▶ **WHAT IS EXPECTED**:
Below are several records. Retype exactly those lines running from the one with "the blue painted" through the one with "(1063, 975)", end lines included, and no others.

── INPUT MATERIAL ──

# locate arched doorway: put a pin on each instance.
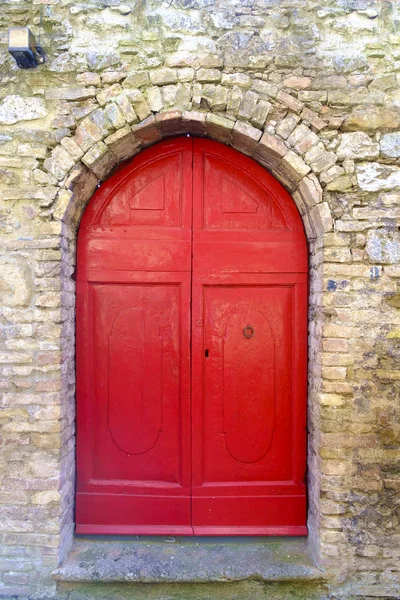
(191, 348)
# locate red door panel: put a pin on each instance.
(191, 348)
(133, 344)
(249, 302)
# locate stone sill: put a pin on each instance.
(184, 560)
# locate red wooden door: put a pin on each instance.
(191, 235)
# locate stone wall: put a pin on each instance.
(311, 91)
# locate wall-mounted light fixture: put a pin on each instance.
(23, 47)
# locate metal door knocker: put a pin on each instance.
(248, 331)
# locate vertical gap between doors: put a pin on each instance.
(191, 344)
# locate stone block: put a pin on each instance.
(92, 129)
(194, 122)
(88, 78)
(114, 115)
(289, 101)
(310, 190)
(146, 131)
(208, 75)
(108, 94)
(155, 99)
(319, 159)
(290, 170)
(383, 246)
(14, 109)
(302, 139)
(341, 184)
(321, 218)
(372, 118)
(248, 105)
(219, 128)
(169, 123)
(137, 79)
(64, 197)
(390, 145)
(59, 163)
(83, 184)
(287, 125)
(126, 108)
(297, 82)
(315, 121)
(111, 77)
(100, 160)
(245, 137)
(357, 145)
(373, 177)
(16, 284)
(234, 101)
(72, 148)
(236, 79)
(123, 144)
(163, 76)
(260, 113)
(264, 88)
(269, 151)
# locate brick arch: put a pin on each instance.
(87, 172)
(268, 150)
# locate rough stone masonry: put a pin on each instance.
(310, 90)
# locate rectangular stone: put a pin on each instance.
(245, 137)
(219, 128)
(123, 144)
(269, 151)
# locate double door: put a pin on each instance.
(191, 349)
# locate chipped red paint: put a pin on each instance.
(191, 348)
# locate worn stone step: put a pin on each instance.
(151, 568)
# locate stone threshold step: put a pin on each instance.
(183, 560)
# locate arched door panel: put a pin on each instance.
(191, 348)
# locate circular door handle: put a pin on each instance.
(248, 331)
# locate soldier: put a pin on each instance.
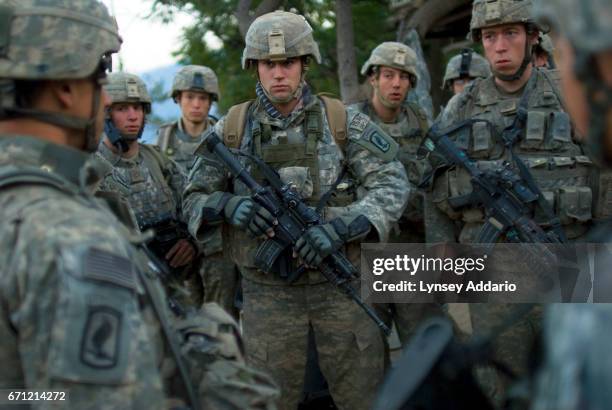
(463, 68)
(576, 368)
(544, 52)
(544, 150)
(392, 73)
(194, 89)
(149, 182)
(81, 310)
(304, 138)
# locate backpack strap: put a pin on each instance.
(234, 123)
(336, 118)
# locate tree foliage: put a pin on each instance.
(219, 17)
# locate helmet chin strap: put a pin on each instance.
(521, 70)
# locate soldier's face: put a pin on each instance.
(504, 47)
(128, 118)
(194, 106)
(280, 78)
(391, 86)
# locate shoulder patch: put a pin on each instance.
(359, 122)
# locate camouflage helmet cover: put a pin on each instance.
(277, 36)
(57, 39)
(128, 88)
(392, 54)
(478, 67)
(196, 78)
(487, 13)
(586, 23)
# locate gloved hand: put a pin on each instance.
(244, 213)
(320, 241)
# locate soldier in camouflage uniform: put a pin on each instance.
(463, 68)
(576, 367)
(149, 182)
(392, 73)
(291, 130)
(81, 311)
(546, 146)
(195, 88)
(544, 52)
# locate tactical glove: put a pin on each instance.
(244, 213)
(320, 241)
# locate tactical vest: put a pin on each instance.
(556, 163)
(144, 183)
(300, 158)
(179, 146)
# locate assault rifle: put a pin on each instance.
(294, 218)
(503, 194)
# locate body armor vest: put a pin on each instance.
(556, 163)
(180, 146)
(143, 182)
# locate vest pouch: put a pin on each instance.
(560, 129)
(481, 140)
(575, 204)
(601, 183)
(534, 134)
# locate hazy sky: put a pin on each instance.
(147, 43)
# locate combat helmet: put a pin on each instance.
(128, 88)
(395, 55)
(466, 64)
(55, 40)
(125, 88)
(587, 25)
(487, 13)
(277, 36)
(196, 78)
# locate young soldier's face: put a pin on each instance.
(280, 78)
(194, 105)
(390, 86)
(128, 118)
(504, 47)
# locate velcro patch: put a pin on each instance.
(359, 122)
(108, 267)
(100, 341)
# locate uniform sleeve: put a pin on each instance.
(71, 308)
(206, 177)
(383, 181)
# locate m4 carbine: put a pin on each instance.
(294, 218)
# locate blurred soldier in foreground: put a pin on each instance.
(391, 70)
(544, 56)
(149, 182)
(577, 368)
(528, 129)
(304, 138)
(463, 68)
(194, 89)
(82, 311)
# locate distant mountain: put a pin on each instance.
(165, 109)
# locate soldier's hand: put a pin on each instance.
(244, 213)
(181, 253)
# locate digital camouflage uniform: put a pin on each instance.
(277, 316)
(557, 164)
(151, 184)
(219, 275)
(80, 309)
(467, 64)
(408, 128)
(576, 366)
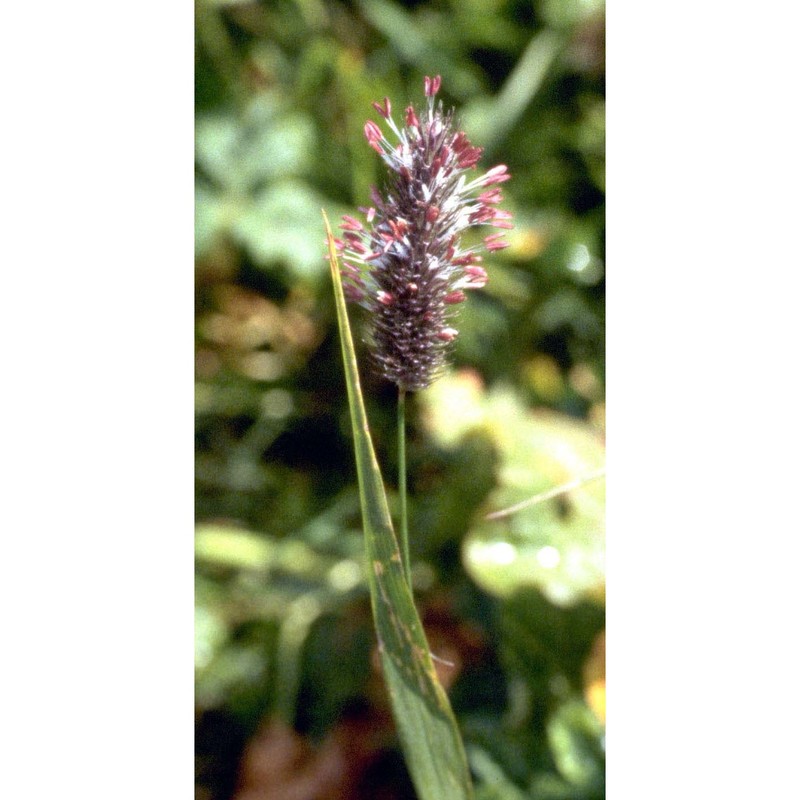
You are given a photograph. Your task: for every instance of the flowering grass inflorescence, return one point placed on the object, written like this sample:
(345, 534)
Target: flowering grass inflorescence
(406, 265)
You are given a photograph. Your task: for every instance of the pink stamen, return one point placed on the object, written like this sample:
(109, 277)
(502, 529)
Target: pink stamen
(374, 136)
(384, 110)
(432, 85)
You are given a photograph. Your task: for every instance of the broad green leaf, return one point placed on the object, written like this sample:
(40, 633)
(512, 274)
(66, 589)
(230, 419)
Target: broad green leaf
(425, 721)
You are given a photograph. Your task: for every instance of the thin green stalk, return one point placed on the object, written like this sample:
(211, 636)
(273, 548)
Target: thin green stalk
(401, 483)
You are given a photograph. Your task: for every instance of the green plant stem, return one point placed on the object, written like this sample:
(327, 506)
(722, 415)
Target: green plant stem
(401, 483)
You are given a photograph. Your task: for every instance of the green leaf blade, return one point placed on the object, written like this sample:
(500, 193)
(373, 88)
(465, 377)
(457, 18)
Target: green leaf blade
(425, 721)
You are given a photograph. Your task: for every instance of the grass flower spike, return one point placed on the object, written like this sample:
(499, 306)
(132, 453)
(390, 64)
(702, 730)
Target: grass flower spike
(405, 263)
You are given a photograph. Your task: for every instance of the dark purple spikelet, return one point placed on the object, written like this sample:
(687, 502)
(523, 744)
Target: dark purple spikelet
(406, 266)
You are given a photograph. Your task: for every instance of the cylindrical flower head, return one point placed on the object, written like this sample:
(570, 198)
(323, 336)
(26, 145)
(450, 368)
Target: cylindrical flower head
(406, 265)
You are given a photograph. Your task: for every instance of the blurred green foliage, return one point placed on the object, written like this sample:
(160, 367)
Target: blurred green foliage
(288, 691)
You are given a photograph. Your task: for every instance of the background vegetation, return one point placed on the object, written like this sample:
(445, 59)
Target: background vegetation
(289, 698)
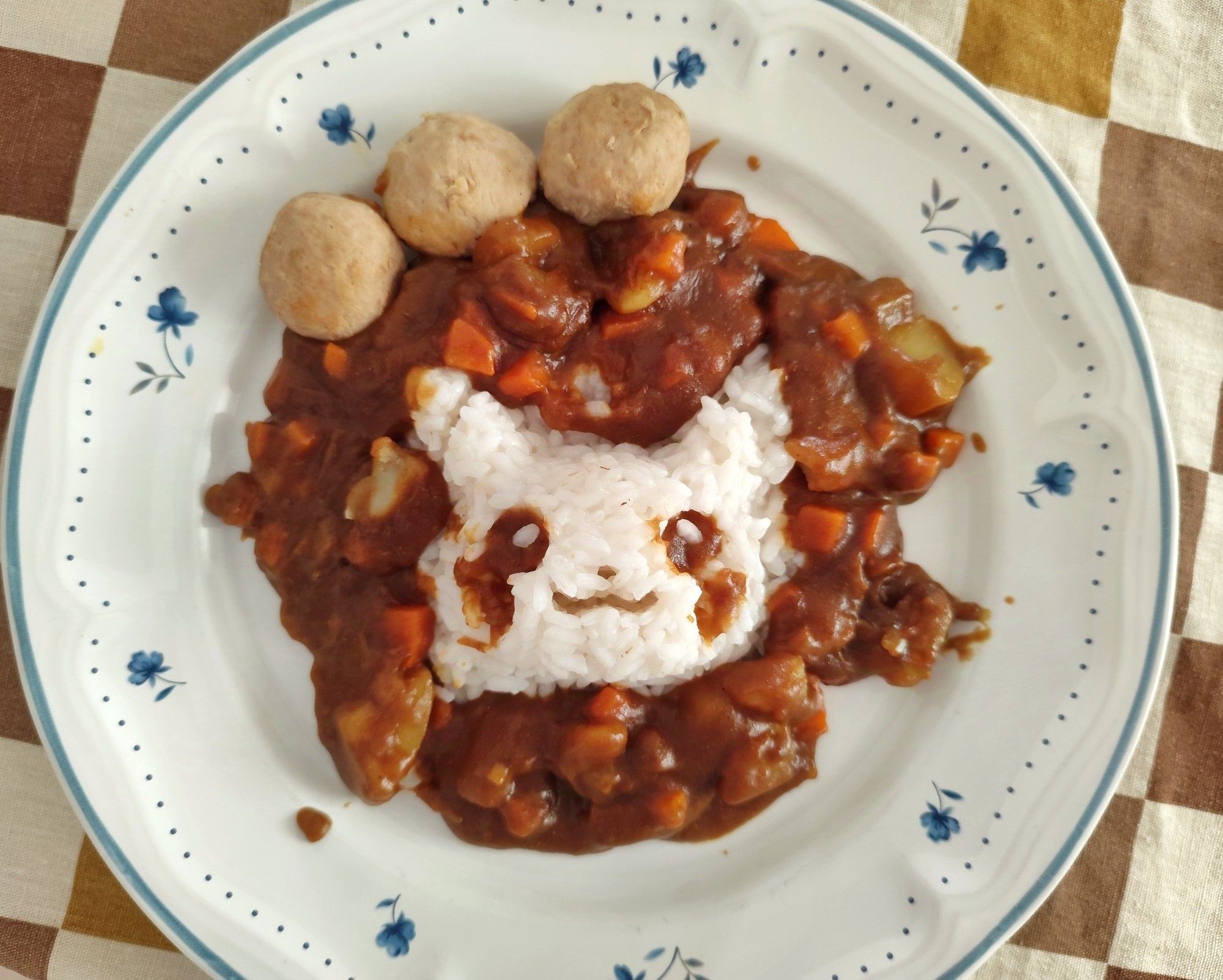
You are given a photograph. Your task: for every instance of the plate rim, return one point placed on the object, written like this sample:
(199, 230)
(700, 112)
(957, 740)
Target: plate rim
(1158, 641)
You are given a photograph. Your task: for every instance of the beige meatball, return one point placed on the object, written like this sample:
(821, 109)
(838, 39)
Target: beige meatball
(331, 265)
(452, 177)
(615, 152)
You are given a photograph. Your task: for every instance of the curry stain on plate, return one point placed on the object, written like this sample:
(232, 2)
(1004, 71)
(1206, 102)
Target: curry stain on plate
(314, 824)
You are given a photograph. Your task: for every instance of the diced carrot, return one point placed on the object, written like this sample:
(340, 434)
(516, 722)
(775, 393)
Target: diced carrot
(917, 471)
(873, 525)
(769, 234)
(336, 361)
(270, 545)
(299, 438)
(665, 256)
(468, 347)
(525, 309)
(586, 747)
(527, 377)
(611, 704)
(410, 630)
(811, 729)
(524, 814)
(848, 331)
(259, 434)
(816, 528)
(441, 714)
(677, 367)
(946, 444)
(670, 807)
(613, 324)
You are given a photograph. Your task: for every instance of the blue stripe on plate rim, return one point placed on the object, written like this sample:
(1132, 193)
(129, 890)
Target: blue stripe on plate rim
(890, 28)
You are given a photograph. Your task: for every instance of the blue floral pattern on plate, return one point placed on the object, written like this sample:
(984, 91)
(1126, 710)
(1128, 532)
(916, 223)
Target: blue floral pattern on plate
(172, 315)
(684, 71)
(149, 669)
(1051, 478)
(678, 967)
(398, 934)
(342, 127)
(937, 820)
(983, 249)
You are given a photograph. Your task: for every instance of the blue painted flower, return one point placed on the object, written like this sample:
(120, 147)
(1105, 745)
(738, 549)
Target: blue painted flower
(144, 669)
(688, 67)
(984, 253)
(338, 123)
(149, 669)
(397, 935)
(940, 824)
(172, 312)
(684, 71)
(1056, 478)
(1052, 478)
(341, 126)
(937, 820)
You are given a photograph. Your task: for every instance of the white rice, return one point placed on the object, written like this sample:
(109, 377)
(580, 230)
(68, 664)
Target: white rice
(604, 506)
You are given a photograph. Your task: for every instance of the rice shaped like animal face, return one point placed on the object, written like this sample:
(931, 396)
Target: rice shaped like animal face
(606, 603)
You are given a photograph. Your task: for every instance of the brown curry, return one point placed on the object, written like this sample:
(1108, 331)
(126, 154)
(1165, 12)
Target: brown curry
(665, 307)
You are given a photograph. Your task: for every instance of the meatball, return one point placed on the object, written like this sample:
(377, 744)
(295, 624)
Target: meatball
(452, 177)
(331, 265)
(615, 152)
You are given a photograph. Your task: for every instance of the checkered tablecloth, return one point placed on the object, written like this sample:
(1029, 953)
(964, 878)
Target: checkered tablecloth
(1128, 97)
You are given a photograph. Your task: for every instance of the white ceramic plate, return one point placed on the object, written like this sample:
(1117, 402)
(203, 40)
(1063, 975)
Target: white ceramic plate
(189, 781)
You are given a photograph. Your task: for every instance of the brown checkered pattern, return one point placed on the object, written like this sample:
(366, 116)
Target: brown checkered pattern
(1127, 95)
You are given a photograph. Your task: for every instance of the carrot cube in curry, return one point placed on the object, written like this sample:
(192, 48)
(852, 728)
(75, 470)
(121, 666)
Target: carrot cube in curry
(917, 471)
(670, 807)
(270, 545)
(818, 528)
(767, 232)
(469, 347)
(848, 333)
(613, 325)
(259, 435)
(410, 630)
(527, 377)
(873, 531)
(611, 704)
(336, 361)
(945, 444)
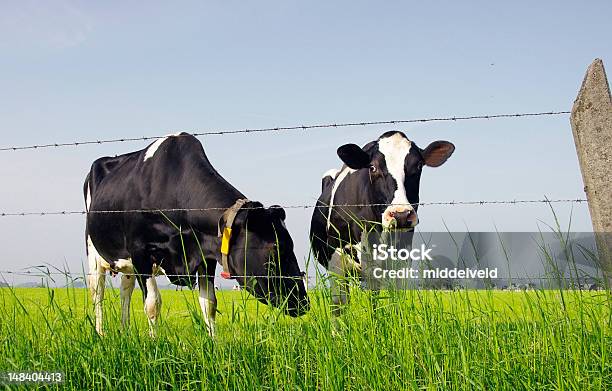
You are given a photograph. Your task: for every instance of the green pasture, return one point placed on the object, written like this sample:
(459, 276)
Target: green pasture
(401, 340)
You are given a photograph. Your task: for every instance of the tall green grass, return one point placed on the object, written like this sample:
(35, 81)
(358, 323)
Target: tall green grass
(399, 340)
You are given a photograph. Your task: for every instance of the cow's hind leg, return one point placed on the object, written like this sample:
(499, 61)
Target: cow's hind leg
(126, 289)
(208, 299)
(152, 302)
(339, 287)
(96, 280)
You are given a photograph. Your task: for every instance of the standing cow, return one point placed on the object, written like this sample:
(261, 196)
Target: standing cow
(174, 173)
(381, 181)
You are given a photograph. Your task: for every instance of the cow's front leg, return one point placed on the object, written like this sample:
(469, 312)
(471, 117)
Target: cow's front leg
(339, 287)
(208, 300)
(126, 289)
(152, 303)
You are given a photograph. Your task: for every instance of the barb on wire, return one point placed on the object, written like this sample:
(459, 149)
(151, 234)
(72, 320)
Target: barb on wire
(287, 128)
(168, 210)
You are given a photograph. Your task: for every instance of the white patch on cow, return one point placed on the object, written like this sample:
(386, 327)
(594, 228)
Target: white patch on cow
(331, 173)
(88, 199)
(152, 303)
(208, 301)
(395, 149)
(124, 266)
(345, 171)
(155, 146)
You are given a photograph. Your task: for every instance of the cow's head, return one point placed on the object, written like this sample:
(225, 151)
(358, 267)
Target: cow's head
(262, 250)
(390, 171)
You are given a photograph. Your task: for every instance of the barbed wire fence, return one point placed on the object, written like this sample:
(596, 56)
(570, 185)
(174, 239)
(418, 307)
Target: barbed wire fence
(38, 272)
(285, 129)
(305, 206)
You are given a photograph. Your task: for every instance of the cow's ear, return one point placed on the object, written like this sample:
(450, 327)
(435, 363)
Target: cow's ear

───

▶ **SOLVED PROBLEM**:
You are given a photograph. Your task: for every instance of the blue painted flower, return one point placed on the object, written like this sample:
(120, 147)
(1105, 745)
(738, 549)
Target: blue painted flower
(144, 669)
(688, 67)
(984, 253)
(338, 123)
(149, 669)
(397, 935)
(940, 824)
(172, 312)
(684, 71)
(1056, 478)
(1052, 478)
(341, 126)
(937, 820)
You are given a photograph. Your task: for every instance of the white rice, return one point placed on the object, written like this sample:
(109, 377)
(580, 230)
(68, 664)
Target: white rice
(604, 506)
You are given a photograph. Your task: for every instance of the rice shaped like animal face, return one point placed on the object, written like this sample:
(931, 396)
Target: rice shaped like animal face
(606, 603)
You are given a photograph. Your task: for every instance of the brown curry, return one point placed on the object, written like this sample:
(1108, 331)
(126, 154)
(1165, 12)
Target: brown curry
(665, 307)
You are given a photograph. Your task: for every instance of the meatball, return one point placed on the object, written like this sample:
(377, 744)
(295, 624)
Target: meatball
(452, 177)
(331, 265)
(615, 152)
You are given a photograph. Your task: for every instance of the checkered tablecloth, return one point placed on the object, written like this sample:
(1029, 953)
(964, 878)
Target: checkered tablecloth
(1128, 97)
You are given a photograph. Your task: for every instance of the white ceramic plate, return one point placed on the object, written like this sample:
(1117, 402)
(203, 40)
(1063, 975)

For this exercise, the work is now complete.